Given problem: Shift every keypoint coordinate by -85 in the items starting at the one containing "parking lot surface" and ending at the last item, then reproduce those items in full with all other text unchanged.

Extracted data:
───
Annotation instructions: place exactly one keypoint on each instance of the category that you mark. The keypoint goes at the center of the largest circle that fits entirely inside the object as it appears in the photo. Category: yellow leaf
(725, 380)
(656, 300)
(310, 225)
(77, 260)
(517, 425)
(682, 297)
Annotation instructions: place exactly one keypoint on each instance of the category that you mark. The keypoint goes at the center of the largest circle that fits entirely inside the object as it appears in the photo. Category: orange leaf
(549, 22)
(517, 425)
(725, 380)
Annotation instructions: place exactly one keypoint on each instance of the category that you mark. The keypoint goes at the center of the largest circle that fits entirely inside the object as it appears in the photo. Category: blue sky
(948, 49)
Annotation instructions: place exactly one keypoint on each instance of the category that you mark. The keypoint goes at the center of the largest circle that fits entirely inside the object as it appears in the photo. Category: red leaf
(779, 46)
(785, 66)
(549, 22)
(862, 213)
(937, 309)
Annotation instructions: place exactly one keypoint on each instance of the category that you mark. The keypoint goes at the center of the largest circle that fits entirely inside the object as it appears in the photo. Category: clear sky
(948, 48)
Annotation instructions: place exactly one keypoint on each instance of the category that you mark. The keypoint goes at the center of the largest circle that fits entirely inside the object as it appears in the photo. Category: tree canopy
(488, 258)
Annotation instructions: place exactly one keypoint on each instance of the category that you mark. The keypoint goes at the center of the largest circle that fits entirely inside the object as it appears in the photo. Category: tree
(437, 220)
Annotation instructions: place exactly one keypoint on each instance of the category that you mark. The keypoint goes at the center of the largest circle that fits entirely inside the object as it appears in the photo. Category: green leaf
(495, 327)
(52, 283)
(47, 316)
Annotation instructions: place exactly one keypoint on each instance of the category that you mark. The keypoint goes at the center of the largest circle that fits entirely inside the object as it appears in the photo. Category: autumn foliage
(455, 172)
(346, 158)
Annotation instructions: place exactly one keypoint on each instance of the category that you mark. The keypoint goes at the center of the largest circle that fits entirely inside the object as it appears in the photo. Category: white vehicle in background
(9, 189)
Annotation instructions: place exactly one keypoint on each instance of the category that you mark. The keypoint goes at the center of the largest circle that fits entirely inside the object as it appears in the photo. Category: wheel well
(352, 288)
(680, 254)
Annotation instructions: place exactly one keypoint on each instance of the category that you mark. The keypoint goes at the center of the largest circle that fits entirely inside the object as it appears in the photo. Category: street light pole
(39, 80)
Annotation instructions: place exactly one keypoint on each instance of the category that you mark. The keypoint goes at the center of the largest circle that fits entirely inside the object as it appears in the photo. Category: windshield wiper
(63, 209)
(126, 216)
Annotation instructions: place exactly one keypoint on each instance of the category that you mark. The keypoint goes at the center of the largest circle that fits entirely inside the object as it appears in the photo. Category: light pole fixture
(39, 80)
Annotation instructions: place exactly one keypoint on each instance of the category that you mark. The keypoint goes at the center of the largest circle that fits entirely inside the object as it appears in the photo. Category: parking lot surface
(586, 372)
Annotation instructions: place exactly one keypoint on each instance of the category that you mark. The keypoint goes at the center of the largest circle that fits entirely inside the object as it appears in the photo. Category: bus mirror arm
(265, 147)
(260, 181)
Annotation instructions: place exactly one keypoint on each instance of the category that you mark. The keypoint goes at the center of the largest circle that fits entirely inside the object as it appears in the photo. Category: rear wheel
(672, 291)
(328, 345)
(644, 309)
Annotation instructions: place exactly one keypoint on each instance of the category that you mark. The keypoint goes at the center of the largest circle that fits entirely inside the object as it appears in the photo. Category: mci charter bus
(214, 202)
───
Full answer:
Annotation instructions: place exactly one keypoint on each instance of the category that you mark. The keypoint goes at the center of the largest circle that fits entirely inside the object as it appears in the photo. Category: parking lot surface
(501, 287)
Annotation instructions: place exactly one keypoint on each instance of the category that you mark. The keypoint goes at the center of the largest circle that fits entirely inside the object as it appears in the photo. Category: bus mirror arm
(180, 62)
(175, 96)
Annotation instructions: place exactly one keypoint on each instance of the category that you mark. The keypoint goes at the center of the largest circle that fits entirely inside the object as it appears in the photo. Category: rear wheel
(587, 206)
(243, 260)
(559, 224)
Annotation instructions: place exactly one keypoint on each instance of the category that you mark. The keypoint goes at the center of the largest circle that fits entirely inside the object as it appears in the photo. Category: mci charter bus
(129, 117)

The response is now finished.